:: Dataset entries

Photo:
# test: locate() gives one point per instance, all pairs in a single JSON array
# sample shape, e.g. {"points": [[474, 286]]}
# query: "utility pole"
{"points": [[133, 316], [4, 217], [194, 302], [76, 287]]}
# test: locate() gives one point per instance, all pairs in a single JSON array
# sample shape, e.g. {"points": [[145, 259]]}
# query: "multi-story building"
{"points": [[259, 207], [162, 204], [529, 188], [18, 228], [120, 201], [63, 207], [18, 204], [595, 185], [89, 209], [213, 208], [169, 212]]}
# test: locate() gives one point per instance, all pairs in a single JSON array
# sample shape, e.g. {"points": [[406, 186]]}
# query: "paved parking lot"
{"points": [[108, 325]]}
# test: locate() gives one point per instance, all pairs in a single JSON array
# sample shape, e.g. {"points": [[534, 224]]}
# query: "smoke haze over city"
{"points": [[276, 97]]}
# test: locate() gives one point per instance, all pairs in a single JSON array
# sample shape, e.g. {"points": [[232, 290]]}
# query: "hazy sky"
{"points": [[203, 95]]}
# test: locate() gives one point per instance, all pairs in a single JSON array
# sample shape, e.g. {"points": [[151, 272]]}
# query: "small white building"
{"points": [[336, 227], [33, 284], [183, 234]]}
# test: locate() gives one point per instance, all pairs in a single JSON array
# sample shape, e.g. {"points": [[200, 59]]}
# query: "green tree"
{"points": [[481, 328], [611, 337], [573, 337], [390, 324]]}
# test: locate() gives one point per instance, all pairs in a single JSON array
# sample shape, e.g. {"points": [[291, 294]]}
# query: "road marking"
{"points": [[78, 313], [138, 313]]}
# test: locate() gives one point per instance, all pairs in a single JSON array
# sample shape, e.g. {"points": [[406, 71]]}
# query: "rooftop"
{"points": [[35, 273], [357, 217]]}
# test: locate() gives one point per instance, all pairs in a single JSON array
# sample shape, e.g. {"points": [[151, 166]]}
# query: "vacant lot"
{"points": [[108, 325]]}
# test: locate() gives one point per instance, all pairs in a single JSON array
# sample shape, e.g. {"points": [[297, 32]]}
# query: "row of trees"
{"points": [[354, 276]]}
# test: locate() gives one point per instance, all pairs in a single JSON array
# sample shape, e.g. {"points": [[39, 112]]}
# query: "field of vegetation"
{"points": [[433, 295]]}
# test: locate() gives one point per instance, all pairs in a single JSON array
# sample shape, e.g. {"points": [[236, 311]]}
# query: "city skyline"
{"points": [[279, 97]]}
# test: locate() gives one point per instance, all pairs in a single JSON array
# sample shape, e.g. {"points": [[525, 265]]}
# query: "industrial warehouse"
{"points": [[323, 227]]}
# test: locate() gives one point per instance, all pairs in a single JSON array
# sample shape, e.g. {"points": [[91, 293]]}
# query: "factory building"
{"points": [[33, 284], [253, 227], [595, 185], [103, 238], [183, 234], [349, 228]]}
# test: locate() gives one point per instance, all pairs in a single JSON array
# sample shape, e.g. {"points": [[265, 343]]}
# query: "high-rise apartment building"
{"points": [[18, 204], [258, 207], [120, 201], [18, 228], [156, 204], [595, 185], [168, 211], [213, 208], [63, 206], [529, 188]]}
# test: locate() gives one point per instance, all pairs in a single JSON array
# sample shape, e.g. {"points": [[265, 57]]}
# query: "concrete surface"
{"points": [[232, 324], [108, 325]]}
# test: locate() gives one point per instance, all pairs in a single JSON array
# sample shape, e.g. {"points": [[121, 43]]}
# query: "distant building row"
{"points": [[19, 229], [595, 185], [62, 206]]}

::::

What this task involves – Write every record out again exactly.

Answer for this exercise –
Photo:
# test: locate() gives one point per instance, all pairs in a single JSON array
# sample shape, e.g. {"points": [[474, 286]]}
# query: "utility pole"
{"points": [[133, 316], [4, 217], [194, 302], [76, 287]]}
# test: locate() gives one point per instance, all pairs in a single JSON array
# sample shape, e.g. {"points": [[145, 259]]}
# query: "multi-story building"
{"points": [[259, 207], [162, 204], [529, 188], [18, 228], [120, 201], [63, 207], [18, 204], [595, 185], [89, 209], [213, 208], [169, 212]]}
# test: locate() gives one point per instance, all pairs in a single JSON array
# sample shape, e.g. {"points": [[406, 186]]}
# query: "paved parking lot"
{"points": [[108, 325]]}
# test: locate() gives one point per instance, all pairs in a single JSON array
# sample shape, e.g. {"points": [[534, 224]]}
# query: "smoke haze over city"
{"points": [[276, 97]]}
# test: locate() gives one point per instance, all pairs in a single JSON array
# sample shape, e.g. {"points": [[232, 290]]}
# query: "hazy sky"
{"points": [[203, 95]]}
# test: locate() gives one point per instance, all pairs in a single JSON array
# sample shape, e.g. {"points": [[151, 272]]}
# query: "small white building"
{"points": [[336, 227], [33, 284], [183, 234]]}
# test: locate() gives one point per instance, all pairs in a single JSON array
# sample shape, e.g. {"points": [[200, 59]]}
# query: "green tree"
{"points": [[481, 328], [611, 337], [573, 337], [390, 324]]}
# test: locate() gives one point per instance, all pairs in a single JSON array
# sample shape, e.g. {"points": [[291, 294]]}
# query: "road marking"
{"points": [[78, 313], [138, 313]]}
# test: locate() gives one point per instance, all pairs in a single JSON array
# sample shape, e.g. {"points": [[406, 71]]}
# query: "rooftop"
{"points": [[35, 273], [357, 217]]}
# test: locate() gives one point per instance, all pairs in a single JSON array
# sample shape, e.g. {"points": [[151, 166]]}
# query: "vacant lot"
{"points": [[108, 325]]}
# test: locate() gives one point per instance, all pairs in a single JSON array
# sample shape, e.g. {"points": [[297, 32]]}
# query: "row of trees"
{"points": [[354, 276]]}
# test: locate() gives one point per instance, all pairs in a single JSON array
# sample shape, e.g. {"points": [[39, 112]]}
# query: "field of vegetation"
{"points": [[433, 295]]}
# test: locate() gives one point per instance, all pairs in a single JSON array
# sample shape, e.g. {"points": [[236, 311]]}
# query: "city skyline"
{"points": [[279, 97]]}
# test: locate() gives one point per instance, all pairs in a single JSON array
# sample shape, e.g. {"points": [[525, 265]]}
# query: "industrial warehouse"
{"points": [[323, 227]]}
# test: locate() gives one point per instance, all pairs in a single JSON array
# sample shape, e.g. {"points": [[91, 293]]}
# query: "factory building"
{"points": [[33, 284], [253, 227], [595, 185], [103, 238], [183, 234], [349, 228]]}
# test: locate() gives one point per instance, all pairs in a single JSON array
# sample shape, e.g. {"points": [[265, 343]]}
# query: "high-rise apartment building"
{"points": [[18, 204], [258, 207], [120, 201], [18, 228], [156, 204], [595, 185], [168, 211], [213, 208], [63, 206], [529, 188]]}
# test: locate() gives one point per instance, all pairs in a single JSON array
# sample shape, e.g. {"points": [[265, 57]]}
# query: "concrete surface"
{"points": [[232, 324], [108, 325]]}
# test: locate() gives one point per instance, all pairs in a single JSON array
# sample shape, e.g. {"points": [[121, 43]]}
# query: "distant building row"
{"points": [[19, 229], [595, 185], [62, 206]]}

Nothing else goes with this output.